• [WORK TASK] Every line of the entries below that includes "green" belongs in the answer, copied as written.

━━━ DATA TO USE

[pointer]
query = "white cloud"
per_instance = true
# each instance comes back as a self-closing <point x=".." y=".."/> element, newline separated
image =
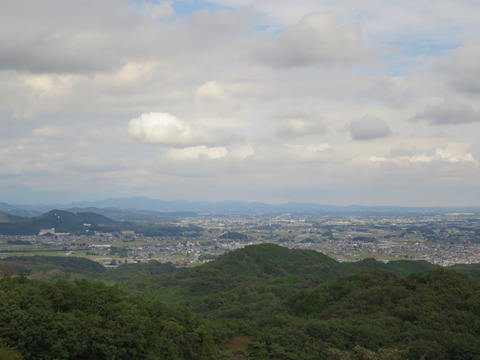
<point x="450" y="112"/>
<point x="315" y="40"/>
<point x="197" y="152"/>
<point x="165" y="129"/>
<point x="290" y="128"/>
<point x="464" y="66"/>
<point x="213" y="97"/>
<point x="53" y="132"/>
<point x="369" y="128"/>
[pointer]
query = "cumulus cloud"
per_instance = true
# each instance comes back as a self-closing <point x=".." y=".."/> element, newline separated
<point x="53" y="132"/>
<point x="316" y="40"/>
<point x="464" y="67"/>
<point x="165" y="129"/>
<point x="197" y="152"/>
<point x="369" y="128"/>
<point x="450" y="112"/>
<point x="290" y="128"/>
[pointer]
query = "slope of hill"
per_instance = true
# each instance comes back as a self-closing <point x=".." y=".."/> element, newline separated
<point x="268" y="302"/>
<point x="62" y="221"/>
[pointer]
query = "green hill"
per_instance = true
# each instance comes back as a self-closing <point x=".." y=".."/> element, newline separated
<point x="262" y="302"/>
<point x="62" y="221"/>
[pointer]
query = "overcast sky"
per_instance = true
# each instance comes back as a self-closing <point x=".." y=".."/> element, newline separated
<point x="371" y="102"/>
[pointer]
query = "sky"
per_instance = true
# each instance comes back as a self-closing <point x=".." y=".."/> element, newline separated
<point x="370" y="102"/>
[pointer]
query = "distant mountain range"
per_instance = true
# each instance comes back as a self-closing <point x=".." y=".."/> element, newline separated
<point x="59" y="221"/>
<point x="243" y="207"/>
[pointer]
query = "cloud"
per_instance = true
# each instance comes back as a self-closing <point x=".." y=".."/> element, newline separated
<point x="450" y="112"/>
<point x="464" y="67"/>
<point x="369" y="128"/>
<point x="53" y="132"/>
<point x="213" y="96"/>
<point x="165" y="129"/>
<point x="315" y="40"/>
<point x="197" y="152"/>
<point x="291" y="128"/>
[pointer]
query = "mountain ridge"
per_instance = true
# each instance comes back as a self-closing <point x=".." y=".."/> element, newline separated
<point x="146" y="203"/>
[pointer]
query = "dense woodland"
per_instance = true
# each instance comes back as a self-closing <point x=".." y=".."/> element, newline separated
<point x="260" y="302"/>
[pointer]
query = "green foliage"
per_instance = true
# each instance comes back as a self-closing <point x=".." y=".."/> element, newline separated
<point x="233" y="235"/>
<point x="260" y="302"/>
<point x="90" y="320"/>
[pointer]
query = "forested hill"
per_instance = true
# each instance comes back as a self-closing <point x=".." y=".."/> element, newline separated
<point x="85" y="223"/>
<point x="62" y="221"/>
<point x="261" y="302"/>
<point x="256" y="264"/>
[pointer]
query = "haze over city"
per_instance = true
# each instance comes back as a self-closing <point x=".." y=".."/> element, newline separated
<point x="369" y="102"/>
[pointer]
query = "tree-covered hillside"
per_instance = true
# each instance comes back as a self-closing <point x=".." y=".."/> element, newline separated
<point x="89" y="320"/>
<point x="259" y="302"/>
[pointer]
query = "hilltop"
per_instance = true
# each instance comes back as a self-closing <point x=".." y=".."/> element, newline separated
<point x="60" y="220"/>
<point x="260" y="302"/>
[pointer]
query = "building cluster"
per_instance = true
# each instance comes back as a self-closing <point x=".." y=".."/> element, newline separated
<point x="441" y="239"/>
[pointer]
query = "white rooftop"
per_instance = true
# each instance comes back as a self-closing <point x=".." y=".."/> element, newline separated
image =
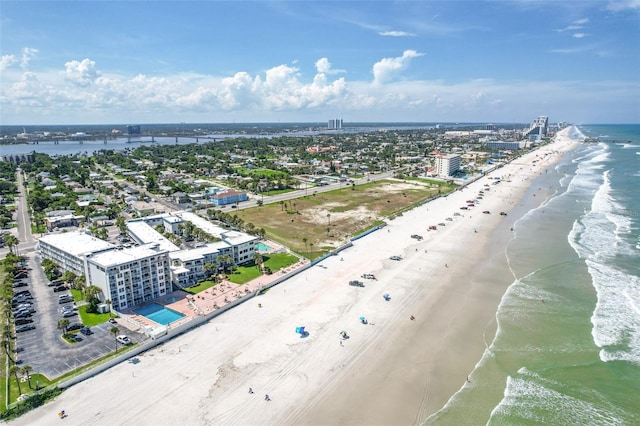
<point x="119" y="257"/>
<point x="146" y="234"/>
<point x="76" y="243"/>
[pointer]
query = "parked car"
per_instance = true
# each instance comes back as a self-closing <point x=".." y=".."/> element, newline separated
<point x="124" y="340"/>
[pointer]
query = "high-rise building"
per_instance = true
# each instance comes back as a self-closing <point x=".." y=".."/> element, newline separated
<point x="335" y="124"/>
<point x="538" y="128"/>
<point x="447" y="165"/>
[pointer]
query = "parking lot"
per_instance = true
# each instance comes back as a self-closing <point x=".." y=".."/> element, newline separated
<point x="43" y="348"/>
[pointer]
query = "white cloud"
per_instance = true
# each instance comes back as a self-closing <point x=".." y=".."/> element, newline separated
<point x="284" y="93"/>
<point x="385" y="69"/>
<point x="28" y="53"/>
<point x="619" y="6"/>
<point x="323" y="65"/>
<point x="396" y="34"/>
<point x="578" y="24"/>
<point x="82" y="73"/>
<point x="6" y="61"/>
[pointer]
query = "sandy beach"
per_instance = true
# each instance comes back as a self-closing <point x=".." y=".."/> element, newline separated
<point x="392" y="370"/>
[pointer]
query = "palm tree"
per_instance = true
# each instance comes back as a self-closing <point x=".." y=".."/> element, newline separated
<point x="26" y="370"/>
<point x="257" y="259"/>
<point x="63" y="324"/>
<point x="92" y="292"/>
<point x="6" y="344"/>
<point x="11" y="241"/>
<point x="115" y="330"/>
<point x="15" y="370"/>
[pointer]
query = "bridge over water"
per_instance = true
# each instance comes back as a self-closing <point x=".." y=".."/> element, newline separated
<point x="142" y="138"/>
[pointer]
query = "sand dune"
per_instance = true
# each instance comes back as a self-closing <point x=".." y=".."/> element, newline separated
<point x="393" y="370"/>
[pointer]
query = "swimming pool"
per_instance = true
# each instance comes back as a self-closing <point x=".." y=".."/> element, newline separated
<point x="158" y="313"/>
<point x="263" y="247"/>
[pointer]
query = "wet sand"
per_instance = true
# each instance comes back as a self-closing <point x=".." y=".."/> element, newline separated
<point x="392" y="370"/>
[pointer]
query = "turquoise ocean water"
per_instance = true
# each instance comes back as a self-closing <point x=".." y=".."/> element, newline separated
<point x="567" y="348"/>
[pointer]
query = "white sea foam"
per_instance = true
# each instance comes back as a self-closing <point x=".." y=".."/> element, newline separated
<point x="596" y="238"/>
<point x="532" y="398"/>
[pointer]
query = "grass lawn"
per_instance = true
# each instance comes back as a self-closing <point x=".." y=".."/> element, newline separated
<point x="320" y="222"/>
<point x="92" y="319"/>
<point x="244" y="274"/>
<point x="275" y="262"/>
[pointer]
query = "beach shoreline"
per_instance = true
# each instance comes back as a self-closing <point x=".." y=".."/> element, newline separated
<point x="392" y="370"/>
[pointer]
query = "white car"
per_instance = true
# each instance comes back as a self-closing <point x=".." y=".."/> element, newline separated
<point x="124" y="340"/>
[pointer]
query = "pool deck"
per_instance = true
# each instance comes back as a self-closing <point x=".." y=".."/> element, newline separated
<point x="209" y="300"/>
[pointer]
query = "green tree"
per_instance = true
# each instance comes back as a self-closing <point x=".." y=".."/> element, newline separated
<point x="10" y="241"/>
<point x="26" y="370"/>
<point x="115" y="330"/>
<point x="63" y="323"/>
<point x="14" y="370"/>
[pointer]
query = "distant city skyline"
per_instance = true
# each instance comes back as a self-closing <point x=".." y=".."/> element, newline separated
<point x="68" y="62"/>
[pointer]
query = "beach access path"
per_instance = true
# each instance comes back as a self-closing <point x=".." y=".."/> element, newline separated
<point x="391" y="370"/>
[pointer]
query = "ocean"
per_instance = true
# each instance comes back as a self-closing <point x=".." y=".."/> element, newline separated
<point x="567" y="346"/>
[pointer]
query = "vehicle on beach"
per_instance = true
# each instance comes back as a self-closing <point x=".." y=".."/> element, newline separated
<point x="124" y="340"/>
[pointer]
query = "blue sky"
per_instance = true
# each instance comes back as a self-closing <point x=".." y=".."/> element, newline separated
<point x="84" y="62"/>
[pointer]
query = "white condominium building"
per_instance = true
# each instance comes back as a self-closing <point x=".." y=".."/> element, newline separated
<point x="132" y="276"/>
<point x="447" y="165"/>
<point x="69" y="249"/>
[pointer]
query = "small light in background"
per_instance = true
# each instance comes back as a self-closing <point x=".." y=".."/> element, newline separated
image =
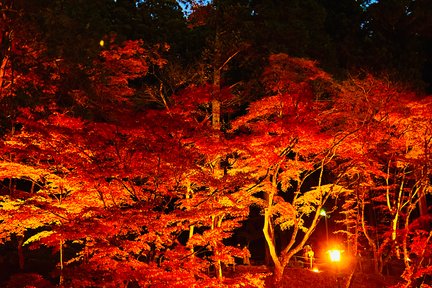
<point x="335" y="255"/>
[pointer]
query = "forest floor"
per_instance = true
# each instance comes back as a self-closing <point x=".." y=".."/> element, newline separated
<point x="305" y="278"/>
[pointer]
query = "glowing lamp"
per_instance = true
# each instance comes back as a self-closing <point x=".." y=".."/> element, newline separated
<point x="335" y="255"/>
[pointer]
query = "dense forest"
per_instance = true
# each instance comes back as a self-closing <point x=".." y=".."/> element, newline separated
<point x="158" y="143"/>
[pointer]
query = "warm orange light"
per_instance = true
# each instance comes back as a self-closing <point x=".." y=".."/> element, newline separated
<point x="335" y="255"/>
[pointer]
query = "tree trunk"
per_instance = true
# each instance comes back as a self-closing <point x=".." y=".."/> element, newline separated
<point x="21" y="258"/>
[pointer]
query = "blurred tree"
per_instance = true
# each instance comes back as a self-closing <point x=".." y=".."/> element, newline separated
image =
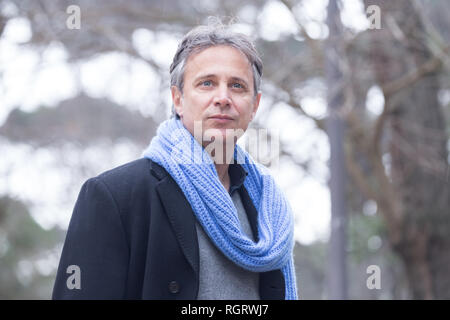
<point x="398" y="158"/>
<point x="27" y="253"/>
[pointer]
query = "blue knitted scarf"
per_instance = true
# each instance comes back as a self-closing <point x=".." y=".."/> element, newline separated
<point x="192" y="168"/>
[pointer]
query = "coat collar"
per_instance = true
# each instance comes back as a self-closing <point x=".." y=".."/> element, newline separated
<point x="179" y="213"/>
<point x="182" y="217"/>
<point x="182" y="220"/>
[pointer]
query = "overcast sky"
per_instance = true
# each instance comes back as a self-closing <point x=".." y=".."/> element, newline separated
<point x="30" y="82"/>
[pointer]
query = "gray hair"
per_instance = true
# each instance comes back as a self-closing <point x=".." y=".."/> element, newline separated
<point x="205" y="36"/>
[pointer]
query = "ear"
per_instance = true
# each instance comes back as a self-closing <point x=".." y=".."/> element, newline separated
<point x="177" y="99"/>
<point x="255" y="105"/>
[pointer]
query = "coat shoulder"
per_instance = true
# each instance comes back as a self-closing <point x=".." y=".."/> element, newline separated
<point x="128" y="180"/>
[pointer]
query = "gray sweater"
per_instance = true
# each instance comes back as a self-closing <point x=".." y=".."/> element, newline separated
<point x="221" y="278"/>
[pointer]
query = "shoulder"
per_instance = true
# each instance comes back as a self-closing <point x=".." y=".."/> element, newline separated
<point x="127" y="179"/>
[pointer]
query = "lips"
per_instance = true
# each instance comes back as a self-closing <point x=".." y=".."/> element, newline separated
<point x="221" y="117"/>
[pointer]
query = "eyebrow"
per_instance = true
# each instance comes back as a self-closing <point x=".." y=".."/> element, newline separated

━━━━━━

• [WRITTEN ANSWER]
query = "green hill"
query = "green foliage"
query = "green tree"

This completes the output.